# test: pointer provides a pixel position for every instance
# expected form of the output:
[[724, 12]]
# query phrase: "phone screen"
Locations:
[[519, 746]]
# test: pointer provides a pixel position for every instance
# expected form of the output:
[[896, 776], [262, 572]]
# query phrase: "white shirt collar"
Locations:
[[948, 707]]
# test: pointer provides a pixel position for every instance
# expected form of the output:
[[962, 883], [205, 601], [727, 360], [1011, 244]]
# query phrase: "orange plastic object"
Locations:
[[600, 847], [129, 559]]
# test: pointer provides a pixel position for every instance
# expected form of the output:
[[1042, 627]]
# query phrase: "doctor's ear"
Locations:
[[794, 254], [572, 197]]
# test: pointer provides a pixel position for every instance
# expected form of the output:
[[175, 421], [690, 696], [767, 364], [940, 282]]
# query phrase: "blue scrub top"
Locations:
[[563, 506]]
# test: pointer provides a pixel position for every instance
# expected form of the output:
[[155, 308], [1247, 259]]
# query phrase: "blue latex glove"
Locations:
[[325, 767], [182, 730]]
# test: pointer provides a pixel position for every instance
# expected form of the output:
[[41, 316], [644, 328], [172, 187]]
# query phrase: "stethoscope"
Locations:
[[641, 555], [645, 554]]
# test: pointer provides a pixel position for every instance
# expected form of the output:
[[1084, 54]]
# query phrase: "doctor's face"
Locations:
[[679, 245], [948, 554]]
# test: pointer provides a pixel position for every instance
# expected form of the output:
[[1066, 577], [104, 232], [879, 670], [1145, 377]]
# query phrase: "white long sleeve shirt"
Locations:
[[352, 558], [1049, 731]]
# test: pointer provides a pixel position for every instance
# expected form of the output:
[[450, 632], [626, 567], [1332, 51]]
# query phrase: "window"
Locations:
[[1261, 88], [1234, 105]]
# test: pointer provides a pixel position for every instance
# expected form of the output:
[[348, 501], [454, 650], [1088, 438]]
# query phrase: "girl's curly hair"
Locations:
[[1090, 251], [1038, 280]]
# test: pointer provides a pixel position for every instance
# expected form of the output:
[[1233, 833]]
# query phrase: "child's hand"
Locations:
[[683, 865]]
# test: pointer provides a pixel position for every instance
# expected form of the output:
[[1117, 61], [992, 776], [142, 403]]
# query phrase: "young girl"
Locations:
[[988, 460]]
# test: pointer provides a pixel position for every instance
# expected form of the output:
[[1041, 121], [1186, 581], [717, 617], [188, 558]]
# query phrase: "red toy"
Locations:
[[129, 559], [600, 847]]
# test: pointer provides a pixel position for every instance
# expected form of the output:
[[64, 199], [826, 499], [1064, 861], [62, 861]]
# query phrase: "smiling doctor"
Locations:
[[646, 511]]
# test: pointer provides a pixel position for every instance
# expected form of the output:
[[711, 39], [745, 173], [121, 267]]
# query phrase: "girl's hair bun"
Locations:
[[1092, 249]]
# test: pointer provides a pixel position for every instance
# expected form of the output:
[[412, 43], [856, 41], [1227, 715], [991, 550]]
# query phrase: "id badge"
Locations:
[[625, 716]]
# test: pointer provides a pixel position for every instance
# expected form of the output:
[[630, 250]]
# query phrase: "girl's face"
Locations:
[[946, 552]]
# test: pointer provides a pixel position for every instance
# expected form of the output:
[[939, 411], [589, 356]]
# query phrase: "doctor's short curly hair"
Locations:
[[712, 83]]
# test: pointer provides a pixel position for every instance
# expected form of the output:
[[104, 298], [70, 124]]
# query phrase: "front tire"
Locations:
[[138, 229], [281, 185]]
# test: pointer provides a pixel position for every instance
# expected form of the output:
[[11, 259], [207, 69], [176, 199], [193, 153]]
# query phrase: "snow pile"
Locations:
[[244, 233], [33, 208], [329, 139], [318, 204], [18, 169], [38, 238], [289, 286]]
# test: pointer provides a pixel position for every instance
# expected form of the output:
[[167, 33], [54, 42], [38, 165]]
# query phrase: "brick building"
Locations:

Written instruction →
Reproduce every line of the material above verbatim, with no alterations, omissions, or additions.

Answer →
# test: pointer provides a pixel position for every instance
# expected form of the output:
[[724, 12]]
# query phrase: "phone screen"
Locations:
[[519, 746]]
# test: pointer provides a pixel position for every instance
# expected form of the output:
[[896, 776], [262, 572]]
# query phrase: "white shirt collar"
Locations:
[[948, 707]]
# test: pointer provides a pixel position for every instance
# expected form of the output:
[[962, 883], [205, 601], [727, 360], [1011, 244]]
# query phrase: "orange plastic object"
Locations:
[[600, 847], [129, 559]]
# test: pointer provides a pixel position for every instance
# expected form of the output:
[[1042, 627]]
# query phrase: "doctor's ear"
Locations:
[[794, 254], [572, 197]]
# test: pointer provides a pixel position for every instance
# expected form of the output:
[[175, 421], [690, 696], [767, 364], [940, 282]]
# query phrase: "blue scrub top"
Locations:
[[563, 506]]
# test: pointer provides a pixel position for every instance
# expected form of the output:
[[155, 308], [1247, 259]]
# query phrase: "blue latex glove"
Locations:
[[325, 767], [182, 730]]
# test: pointer provides a pixel position for every instance
# expected form of the output:
[[41, 316], [644, 328], [172, 187]]
# query phrase: "stethoscope"
Locations:
[[641, 555], [645, 554]]
# test: pointer provides a pixel position for every instance
# expected form of the output:
[[1084, 54]]
# query phrase: "doctor's face"
Locations:
[[679, 245], [948, 554]]
# test: pointer provides a pixel position for every instance
# expected form of the output:
[[1066, 577], [104, 232], [879, 670], [1145, 377]]
# query phrase: "white long sleeve shirt"
Locations:
[[352, 558], [1049, 731]]
# test: pointer provides a pixel position for every instance
# expected form of the output:
[[450, 632], [626, 567], [1332, 51]]
# query phrase: "window"
Locations:
[[1261, 88], [1234, 105]]
# test: pointer provides a pixel position for every instance
# expected form of the output:
[[348, 501], [454, 650], [1088, 438]]
# query phrase: "girl's curly hair"
Locations:
[[1090, 251], [1038, 280]]
# test: pointer provides a pixel position for every instance
# expected form of the output:
[[1233, 833]]
# query phrase: "child's hand"
Locations:
[[683, 865]]
# test: pointer provides a pixel position for every instance
# expected form of the output:
[[1117, 61], [992, 776], [142, 403]]
# query phrase: "young girl"
Locations:
[[988, 460]]
# test: pointer provides a pixel position for every instance
# expected form of the output:
[[1041, 121], [1186, 581], [717, 617], [188, 558]]
# query phrase: "red toy"
Locations:
[[129, 559], [600, 847]]
# test: pointer provides a pixel position for every instance
# expected form of the output:
[[64, 199], [826, 499], [1064, 861], [62, 861]]
# query phrase: "smiling doctor"
Locations:
[[646, 511]]
# test: pointer provides a pixel position for every instance
# expected form of the output:
[[711, 39], [745, 173], [121, 267]]
# query phrase: "girl's hair bun"
Locations:
[[1092, 249]]
# test: pointer provides a pixel position for every instance
# expected form of the output:
[[412, 43], [856, 41], [1227, 715], [991, 550]]
# query phrase: "id badge"
Locations:
[[625, 716]]
# test: pointer provides a pixel position for every instance
# expected form of the output:
[[630, 250]]
# query phrase: "girl's face"
Locations:
[[946, 552]]
# test: pointer provides a pixel position for every instance
# expected form of the output:
[[939, 411], [589, 356]]
# query phrase: "doctor's short curly hair"
Locations:
[[712, 83]]
# test: pointer provides a pixel position for every instance
# expected form of the output:
[[104, 298], [70, 124]]
# query phrase: "front tire"
Locations:
[[138, 229], [281, 185]]
# test: pointer provides a pixel position for every instance
# expected form of the output:
[[11, 259], [207, 69], [176, 199], [193, 153]]
# query phrase: "snow pile"
Locations:
[[244, 233], [33, 208], [329, 139], [318, 204], [18, 169], [38, 238], [289, 286]]
# test: pointer provides a pixel position for every instance
# expected form of the output:
[[167, 33], [54, 42], [38, 165]]
# query phrase: "brick building"
Locations:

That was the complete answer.